» Work to complete:
Pictures stay out of the copy. Everything else in the records must be repeated exactly.

+===+

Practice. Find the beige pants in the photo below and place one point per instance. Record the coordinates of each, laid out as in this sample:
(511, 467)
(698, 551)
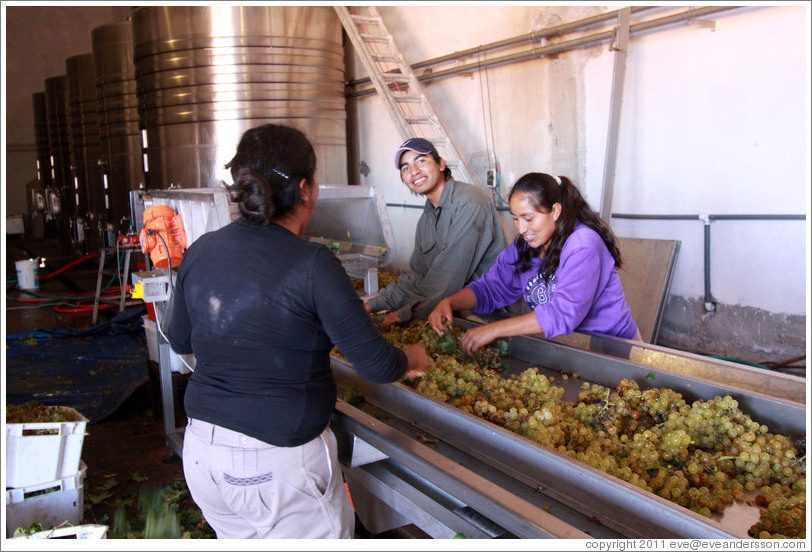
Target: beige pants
(248, 489)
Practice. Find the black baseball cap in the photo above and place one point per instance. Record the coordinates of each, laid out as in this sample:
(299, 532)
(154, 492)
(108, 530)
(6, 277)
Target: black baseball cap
(417, 145)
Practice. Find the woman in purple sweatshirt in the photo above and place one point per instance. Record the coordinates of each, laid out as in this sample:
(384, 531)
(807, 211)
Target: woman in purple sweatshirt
(563, 263)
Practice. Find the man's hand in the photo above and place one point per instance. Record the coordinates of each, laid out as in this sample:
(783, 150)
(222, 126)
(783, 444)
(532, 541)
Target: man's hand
(390, 320)
(477, 337)
(440, 312)
(418, 360)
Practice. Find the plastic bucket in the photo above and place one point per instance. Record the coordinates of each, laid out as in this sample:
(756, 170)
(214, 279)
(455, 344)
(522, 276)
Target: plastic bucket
(27, 274)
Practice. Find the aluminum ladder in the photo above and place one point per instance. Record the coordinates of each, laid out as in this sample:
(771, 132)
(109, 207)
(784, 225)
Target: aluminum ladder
(397, 84)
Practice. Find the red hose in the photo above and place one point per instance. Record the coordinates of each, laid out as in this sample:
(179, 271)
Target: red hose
(71, 264)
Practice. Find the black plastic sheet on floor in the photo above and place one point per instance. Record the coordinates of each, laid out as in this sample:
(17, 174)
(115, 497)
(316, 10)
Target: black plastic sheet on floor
(93, 371)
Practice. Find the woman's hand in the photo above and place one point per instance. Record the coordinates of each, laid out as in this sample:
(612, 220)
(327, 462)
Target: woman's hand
(475, 338)
(440, 312)
(418, 360)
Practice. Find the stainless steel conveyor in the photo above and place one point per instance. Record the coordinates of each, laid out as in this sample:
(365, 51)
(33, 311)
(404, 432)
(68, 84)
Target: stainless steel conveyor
(399, 439)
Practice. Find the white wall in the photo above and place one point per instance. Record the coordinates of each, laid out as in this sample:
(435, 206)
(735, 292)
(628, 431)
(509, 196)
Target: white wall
(713, 122)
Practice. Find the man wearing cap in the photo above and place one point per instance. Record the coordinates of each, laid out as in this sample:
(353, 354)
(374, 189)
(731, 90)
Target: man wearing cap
(458, 236)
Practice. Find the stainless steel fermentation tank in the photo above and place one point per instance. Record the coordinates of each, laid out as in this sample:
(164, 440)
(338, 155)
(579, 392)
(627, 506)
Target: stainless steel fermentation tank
(205, 74)
(118, 120)
(61, 197)
(85, 149)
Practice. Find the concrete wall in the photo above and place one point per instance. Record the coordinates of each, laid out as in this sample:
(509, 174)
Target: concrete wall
(38, 40)
(714, 120)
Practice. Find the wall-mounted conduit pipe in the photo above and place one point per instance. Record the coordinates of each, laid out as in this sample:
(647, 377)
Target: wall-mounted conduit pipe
(535, 36)
(551, 49)
(710, 302)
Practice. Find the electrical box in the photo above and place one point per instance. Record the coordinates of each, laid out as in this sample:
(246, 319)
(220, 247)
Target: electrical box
(150, 286)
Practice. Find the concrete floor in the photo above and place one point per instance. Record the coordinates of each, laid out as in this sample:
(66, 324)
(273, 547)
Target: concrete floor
(127, 447)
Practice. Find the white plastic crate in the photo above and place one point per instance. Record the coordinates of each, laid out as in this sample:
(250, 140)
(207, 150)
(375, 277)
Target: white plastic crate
(87, 531)
(50, 504)
(33, 459)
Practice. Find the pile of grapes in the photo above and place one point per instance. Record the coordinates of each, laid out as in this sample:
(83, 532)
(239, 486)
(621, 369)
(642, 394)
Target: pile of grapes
(703, 456)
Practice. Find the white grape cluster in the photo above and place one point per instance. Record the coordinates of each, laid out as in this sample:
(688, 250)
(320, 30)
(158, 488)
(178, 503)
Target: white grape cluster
(702, 456)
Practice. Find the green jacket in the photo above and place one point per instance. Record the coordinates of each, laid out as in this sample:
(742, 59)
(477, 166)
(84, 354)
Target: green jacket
(455, 243)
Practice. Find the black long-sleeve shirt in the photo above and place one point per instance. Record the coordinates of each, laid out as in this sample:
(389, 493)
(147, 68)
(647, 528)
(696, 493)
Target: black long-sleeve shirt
(261, 309)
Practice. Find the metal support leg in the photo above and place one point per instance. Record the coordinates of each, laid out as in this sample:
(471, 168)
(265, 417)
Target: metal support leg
(123, 280)
(98, 288)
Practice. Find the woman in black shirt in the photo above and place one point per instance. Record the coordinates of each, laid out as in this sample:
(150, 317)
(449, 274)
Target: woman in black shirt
(261, 309)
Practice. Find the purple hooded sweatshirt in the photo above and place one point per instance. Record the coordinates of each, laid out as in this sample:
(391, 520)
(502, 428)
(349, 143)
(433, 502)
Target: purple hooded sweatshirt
(584, 294)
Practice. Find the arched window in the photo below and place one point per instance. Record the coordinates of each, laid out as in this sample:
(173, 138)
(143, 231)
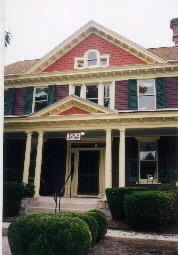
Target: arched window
(92, 59)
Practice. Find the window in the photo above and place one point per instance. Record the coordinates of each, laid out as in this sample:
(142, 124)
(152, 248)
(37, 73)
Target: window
(98, 93)
(40, 98)
(107, 95)
(146, 95)
(92, 93)
(91, 58)
(148, 160)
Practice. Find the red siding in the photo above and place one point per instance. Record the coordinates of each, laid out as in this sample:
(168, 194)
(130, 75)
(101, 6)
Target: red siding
(19, 102)
(172, 92)
(118, 56)
(74, 110)
(121, 95)
(62, 91)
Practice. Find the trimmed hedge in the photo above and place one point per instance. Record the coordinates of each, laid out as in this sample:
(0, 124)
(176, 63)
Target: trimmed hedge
(115, 199)
(13, 193)
(87, 218)
(102, 223)
(49, 234)
(150, 210)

+===+

» Answer section:
Practice. Find the beige pants in the photo below and place one point per instance. Record the coordinates of each, laid out as in this sample:
(511, 467)
(698, 551)
Target: beige pants
(248, 489)
Practice. Find the black baseball cap in the photo above and place one point per instance. Record the coordinates of each, laid out as in this sample:
(299, 532)
(154, 492)
(108, 530)
(6, 277)
Target: black baseball cap
(417, 145)
Practice. Find the woman in purple sweatshirt in the photo above and place one point per instance. Record the coordinates of each, laid out as in this sample:
(384, 531)
(807, 211)
Target: woman in purple sweatshirt
(563, 263)
Practice. Find the man's hand in the photo above and place one point per instance. Record the coordinates of each, laid out as in this sample:
(783, 150)
(222, 126)
(783, 444)
(532, 541)
Target: man's hand
(390, 320)
(477, 337)
(440, 312)
(418, 360)
Practice. Find the plastic bucket in the photo above and place one point per instance. Record the coordinates of each, laid out as in this sample:
(756, 170)
(214, 279)
(455, 344)
(522, 276)
Target: plastic bucket
(27, 274)
Practice. Find the aluminum ladder in the photo above and place one point per instance. Record the coordinates of each, laid out as in this sample:
(771, 132)
(109, 207)
(784, 225)
Target: aluminum ladder
(397, 84)
Practice. Find the red hose in the photo above and place one point per instance. Record the coordinates of each, laid out as in this sample:
(179, 271)
Target: red hose
(71, 264)
Practice. Find the black plastic sheet on floor in the photo above and place one point per instance. Record the coordinates of each, laid out as in this sample:
(17, 174)
(115, 497)
(316, 10)
Target: black plastic sheet on floor
(93, 371)
Practice. Find the woman's hand in the photo above and place one point per instance. Record the coordinates of each, laid out as in this sample:
(612, 220)
(327, 462)
Target: woman's hand
(475, 338)
(440, 312)
(418, 360)
Practice. Find the stainless steel conveyor in the photo above and place one point per instance. Record the coordinates of each, laid out as in this sample:
(365, 51)
(33, 311)
(404, 432)
(68, 84)
Target: stainless steel conveyor
(399, 439)
Practice. Find the white wall in the photo above and place one point per instance. Record the coordinates of each, laid out as in this sample:
(435, 206)
(735, 292)
(628, 431)
(509, 196)
Target: white wall
(713, 122)
Practice. Find the man wearing cap in the photo above and place one point per instance. Record the coordinates of each, laid out as in this sample:
(353, 354)
(374, 189)
(731, 90)
Target: man wearing cap
(458, 236)
Practice. Find the stainless steel fermentation tank in the photo above and place one point per instance. Record the coordinates of each, laid out as in this sample:
(164, 440)
(338, 155)
(579, 392)
(627, 506)
Target: stainless steel fermentation tank
(205, 74)
(118, 120)
(61, 197)
(85, 149)
Practice. Find the concrete wall in the photo above and place one point per instance. Record the coordinates of each, laid out as in this sample:
(509, 174)
Target: concrete wall
(38, 40)
(714, 120)
Practice. Find the wall-mounted conduit pipe in the photo above and place one point per instance. Record the coordinates of each, laid out as in this sample:
(647, 377)
Target: wall-mounted conduit pipe
(535, 36)
(551, 49)
(710, 302)
Practice. Find the electrical box in the photo above and place one point per instance. Record the coordinates of each, laid out as in this sample:
(246, 319)
(220, 247)
Target: electrical box
(150, 286)
Practice. Find the concrete floor in the photo above and place one point per instance. Record the coordinates of each, laid out as in this sample:
(66, 324)
(273, 547)
Target: concrete floor
(127, 447)
Practice. Find the white plastic crate in the photo above and place one point per instance. Record the coordinates of each, laid out as in this sample:
(250, 140)
(207, 150)
(375, 277)
Target: white plastic crate
(87, 531)
(50, 504)
(33, 459)
Practice. Find the pile of grapes in the photo above and place one point per instance. Record the coordinates of each, laid out as in this sample:
(83, 532)
(239, 486)
(621, 369)
(642, 394)
Target: pile of grapes
(703, 456)
Practice. Find the white grape cluster in the photo above and place one point per instance. Record the coordinates of each, laid out as in this sample:
(688, 250)
(320, 30)
(158, 488)
(178, 503)
Target: white grape cluster
(702, 456)
Practice. Find the green jacket in the photo above and place one point per instance. Record the coordinates of each, laid out as in this sample:
(742, 59)
(477, 166)
(84, 354)
Target: green jacket
(455, 243)
Practice. Find the black long-sleeve shirt in the photo above and place one point per instance. Record the coordinates of each, laid out as in this sample:
(389, 493)
(147, 68)
(647, 528)
(696, 493)
Target: black long-sleeve shirt
(261, 309)
Practice. Find the metal support leg in the photo above and place one point per instance. Record the coordinates of each, laid out as in this sample:
(471, 168)
(265, 417)
Target: metal support leg
(123, 280)
(98, 288)
Practice. Find the woman in black shirt in the photo above and place one point per instance. Record the coordinates of each, laid out as in this sample:
(150, 317)
(449, 274)
Target: woman in black shirt
(261, 309)
Practice. Find the purple hooded sweatshirt in the photo above and place one point per instance. Record the coordinates of each, laid out as in this sample:
(391, 520)
(502, 428)
(349, 143)
(433, 502)
Target: purple hooded sweatshirt
(584, 294)
Practice. Find the arched window in the photo below and place one point per instance. Record the coordinates of each, laid out as in this sample:
(173, 138)
(143, 231)
Target: arched window
(92, 59)
Practice. Find the window in the photo above and place one point per instance. Record the coordinates of each, laid out as in this sample:
(142, 124)
(152, 248)
(37, 73)
Target: window
(98, 93)
(40, 98)
(107, 95)
(146, 95)
(92, 93)
(91, 58)
(148, 160)
Practice. Find the red siding in the photo above and place one point per instance. Record the coordinates of each, laid out as in this sample:
(168, 194)
(130, 75)
(101, 6)
Target: red siding
(19, 102)
(172, 92)
(118, 56)
(74, 110)
(121, 95)
(62, 91)
Practice. Find the trimmed hedge in the photo above and place one point per instance. Record the coordinates of each, laid out as in this sample:
(0, 124)
(176, 63)
Target: trimmed hedge
(115, 199)
(13, 193)
(87, 218)
(102, 223)
(49, 234)
(150, 210)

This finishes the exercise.